*Collected data*.

******

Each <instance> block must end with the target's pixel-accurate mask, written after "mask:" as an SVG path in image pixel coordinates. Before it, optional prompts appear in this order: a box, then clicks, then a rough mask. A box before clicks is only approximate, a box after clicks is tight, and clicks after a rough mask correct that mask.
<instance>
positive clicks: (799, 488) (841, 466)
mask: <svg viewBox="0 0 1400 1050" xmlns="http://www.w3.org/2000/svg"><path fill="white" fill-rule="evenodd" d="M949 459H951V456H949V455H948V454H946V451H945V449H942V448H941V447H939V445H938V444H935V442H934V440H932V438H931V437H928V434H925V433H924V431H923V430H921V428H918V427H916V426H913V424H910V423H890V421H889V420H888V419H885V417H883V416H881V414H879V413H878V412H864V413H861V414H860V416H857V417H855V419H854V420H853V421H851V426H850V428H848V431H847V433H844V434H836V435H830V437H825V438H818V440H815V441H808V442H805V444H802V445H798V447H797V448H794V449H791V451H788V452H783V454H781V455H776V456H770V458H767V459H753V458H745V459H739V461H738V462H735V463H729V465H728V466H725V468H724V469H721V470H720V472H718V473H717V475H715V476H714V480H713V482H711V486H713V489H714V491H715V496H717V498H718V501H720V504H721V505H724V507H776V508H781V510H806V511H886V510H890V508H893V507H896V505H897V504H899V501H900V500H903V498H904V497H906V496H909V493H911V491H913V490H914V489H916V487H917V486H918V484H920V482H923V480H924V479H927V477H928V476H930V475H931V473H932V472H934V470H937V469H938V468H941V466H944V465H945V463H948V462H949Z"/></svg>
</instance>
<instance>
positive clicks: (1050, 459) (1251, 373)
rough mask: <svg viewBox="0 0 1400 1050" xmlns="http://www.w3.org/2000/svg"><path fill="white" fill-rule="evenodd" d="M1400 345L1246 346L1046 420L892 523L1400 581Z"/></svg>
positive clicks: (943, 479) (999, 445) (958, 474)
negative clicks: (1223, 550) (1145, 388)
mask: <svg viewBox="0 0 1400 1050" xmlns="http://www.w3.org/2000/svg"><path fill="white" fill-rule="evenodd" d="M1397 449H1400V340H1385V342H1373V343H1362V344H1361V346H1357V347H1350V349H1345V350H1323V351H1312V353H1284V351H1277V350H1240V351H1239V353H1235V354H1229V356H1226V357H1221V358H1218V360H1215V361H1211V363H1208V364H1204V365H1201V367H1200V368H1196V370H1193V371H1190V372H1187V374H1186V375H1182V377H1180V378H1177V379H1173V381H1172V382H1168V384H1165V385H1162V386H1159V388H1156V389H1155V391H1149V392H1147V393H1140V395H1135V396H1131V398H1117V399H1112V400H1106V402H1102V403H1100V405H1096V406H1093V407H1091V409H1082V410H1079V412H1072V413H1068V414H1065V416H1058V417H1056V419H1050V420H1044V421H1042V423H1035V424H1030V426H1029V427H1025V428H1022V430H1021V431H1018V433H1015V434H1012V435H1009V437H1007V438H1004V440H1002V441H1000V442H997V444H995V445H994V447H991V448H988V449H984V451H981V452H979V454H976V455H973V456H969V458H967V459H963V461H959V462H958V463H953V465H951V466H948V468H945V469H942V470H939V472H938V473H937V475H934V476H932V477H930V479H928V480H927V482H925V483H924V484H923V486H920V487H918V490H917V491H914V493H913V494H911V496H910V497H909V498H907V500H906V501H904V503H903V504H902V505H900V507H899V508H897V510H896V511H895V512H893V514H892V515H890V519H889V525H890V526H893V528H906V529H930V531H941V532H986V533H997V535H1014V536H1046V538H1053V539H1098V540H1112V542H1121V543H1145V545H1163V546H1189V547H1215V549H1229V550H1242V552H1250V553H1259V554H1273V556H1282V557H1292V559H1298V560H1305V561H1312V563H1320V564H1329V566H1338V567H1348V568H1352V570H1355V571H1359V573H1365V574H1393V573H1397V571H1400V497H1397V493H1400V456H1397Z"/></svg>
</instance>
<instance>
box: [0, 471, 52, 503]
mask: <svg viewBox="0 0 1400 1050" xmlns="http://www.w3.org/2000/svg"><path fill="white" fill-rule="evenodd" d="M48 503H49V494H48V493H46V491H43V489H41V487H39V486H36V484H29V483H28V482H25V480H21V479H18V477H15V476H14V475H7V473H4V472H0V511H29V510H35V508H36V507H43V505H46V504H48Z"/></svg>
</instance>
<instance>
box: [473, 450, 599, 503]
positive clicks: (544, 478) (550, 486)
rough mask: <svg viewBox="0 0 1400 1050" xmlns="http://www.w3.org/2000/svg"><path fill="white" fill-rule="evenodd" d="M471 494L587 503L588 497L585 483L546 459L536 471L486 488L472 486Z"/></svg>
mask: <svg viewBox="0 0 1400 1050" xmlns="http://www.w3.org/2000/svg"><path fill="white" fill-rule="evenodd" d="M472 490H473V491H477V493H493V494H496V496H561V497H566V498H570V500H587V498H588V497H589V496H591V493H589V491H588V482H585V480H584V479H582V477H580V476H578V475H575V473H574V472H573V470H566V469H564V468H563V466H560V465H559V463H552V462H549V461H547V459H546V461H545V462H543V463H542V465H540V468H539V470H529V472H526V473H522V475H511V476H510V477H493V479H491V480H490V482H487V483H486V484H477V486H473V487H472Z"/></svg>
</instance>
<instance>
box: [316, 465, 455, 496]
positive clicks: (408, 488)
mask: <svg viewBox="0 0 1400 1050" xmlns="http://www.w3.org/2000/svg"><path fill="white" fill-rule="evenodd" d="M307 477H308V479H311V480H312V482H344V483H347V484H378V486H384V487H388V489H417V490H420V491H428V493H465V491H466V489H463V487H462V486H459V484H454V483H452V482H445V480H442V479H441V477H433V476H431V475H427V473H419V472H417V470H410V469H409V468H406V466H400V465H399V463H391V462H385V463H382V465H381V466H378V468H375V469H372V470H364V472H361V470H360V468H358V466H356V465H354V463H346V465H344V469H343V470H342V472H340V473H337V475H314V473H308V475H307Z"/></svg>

******

*The problem*. Above are the records; retype them all without a single difference.

*Response to this exercise*.
Each <instance> block must end with the target's pixel-accurate mask, written after "mask:" as an SVG path in image pixel coordinates. Before it, optional prompts appear in this order: a box, then clicks, then a rough mask. A box before clicks is only approximate, a box after clicks is tight, and clicks after a rough mask correct that mask.
<instance>
positive clicks: (799, 488) (841, 466)
mask: <svg viewBox="0 0 1400 1050" xmlns="http://www.w3.org/2000/svg"><path fill="white" fill-rule="evenodd" d="M949 459H951V456H949V455H948V454H946V451H945V449H942V448H941V447H939V445H938V444H935V442H934V440H932V438H931V437H928V434H925V433H924V431H923V430H921V428H918V427H916V426H913V424H910V423H890V421H889V420H888V419H885V417H883V416H881V414H879V413H878V412H864V413H861V414H860V416H857V417H855V419H854V420H853V421H851V426H850V428H848V431H847V433H844V434H836V435H830V437H825V438H818V440H815V441H808V442H805V444H802V445H798V447H797V448H794V449H791V451H788V452H783V454H781V455H776V456H770V458H767V459H753V458H745V459H739V461H738V462H735V463H729V465H728V466H725V468H724V469H721V470H720V472H718V473H717V475H715V476H714V480H713V482H711V486H713V489H714V491H715V496H717V498H718V501H720V504H721V505H724V507H776V508H781V510H806V511H886V510H890V508H893V507H896V505H897V504H899V501H900V500H903V498H904V497H906V496H909V493H911V491H913V490H914V489H916V487H917V486H918V484H920V482H923V480H924V479H927V477H928V476H930V475H931V473H932V472H934V470H937V469H938V468H941V466H944V465H945V463H948V462H949Z"/></svg>
</instance>
<instance>
positive clicks: (1050, 459) (1251, 373)
rough mask: <svg viewBox="0 0 1400 1050" xmlns="http://www.w3.org/2000/svg"><path fill="white" fill-rule="evenodd" d="M1400 345L1246 346L1046 420L892 523L1400 581Z"/></svg>
positive clicks: (943, 479) (999, 445) (958, 474)
negative clicks: (1223, 550) (1145, 388)
mask: <svg viewBox="0 0 1400 1050" xmlns="http://www.w3.org/2000/svg"><path fill="white" fill-rule="evenodd" d="M1397 449H1400V340H1385V342H1373V343H1362V344H1361V346H1357V347H1350V349H1345V350H1323V351H1312V353H1284V351H1277V350H1240V351H1239V353H1235V354H1229V356H1226V357H1221V358H1218V360H1215V361H1211V363H1208V364H1204V365H1201V367H1200V368H1196V370H1193V371H1190V372H1187V374H1186V375H1182V377H1180V378H1177V379H1173V381H1172V382H1168V384H1165V385H1162V386H1159V388H1156V389H1155V391H1149V392H1147V393H1140V395H1135V396H1131V398H1117V399H1112V400H1106V402H1102V403H1100V405H1096V406H1093V407H1091V409H1082V410H1079V412H1072V413H1068V414H1065V416H1058V417H1056V419H1050V420H1044V421H1042V423H1035V424H1030V426H1029V427H1025V428H1022V430H1021V431H1018V433H1015V434H1012V435H1009V437H1007V438H1004V440H1002V441H1000V442H997V444H995V445H994V447H991V448H988V449H984V451H981V452H979V454H976V455H973V456H969V458H967V459H963V461H959V462H958V463H953V465H951V466H948V468H945V469H942V470H939V472H938V473H937V475H934V476H932V477H930V479H928V480H927V482H925V483H924V484H923V486H920V487H918V490H917V491H914V493H913V494H911V496H910V497H909V498H907V500H906V501H904V503H903V504H902V505H900V507H899V508H897V510H896V511H895V512H893V514H892V515H890V519H889V525H890V526H893V528H906V529H930V531H941V532H986V533H997V535H1014V536H1046V538H1053V539H1098V540H1112V542H1121V543H1145V545H1163V546H1189V547H1215V549H1229V550H1242V552H1250V553H1259V554H1273V556H1282V557H1292V559H1298V560H1305V561H1312V563H1320V564H1329V566H1338V567H1348V568H1352V570H1355V571H1359V573H1365V574H1393V573H1397V571H1400V497H1397V493H1400V456H1397Z"/></svg>
</instance>
<instance>
box: [0, 471, 52, 503]
mask: <svg viewBox="0 0 1400 1050" xmlns="http://www.w3.org/2000/svg"><path fill="white" fill-rule="evenodd" d="M48 503H49V494H48V493H46V491H43V489H41V487H39V486H36V484H29V483H28V482H25V480H21V479H18V477H15V476H14V475H7V473H4V472H0V511H29V510H35V508H36V507H43V505H46V504H48Z"/></svg>
</instance>
<instance>
box: [473, 450, 599, 503]
positive clicks: (544, 478) (550, 486)
rough mask: <svg viewBox="0 0 1400 1050" xmlns="http://www.w3.org/2000/svg"><path fill="white" fill-rule="evenodd" d="M471 494L587 503L588 497L585 483L546 459L536 471L486 488L472 486Z"/></svg>
mask: <svg viewBox="0 0 1400 1050" xmlns="http://www.w3.org/2000/svg"><path fill="white" fill-rule="evenodd" d="M472 490H473V491H477V493H493V494H496V496H561V497H566V498H570V500H587V498H588V497H589V496H591V493H589V491H588V482H585V480H584V479H582V477H580V476H578V475H575V473H574V472H573V470H566V469H564V468H563V466H560V465H559V463H552V462H549V461H547V459H546V461H545V462H543V463H542V465H540V468H539V470H529V472H526V473H522V475H511V476H510V477H493V479H491V480H490V482H487V483H486V484H477V486H473V487H472Z"/></svg>
</instance>
<instance>
box: [316, 465, 455, 496]
positive clicks: (408, 488)
mask: <svg viewBox="0 0 1400 1050" xmlns="http://www.w3.org/2000/svg"><path fill="white" fill-rule="evenodd" d="M307 477H308V479H311V480H312V482H344V483H347V484H378V486H384V487H388V489H417V490H420V491H428V493H465V491H466V489H463V487H462V486H459V484H454V483H452V482H445V480H442V479H441V477H433V476H431V475H427V473H419V472H417V470H410V469H409V468H406V466H400V465H399V463H391V462H385V463H382V465H381V466H378V468H375V469H372V470H364V472H361V470H360V468H358V466H356V465H354V463H346V465H344V469H343V470H342V472H340V473H337V475H314V473H308V475H307Z"/></svg>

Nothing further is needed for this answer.